▶ **Exercise**
List every line in the entries below that contains the word "marker".

▶ **Stored rows**
<<<<

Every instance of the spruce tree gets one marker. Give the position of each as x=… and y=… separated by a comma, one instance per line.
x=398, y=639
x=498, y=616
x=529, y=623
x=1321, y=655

>>>>

▶ **Final result**
Every instance of the spruce tree gets one marker. Give the position of each as x=… and y=… separated by a comma, one instance per line.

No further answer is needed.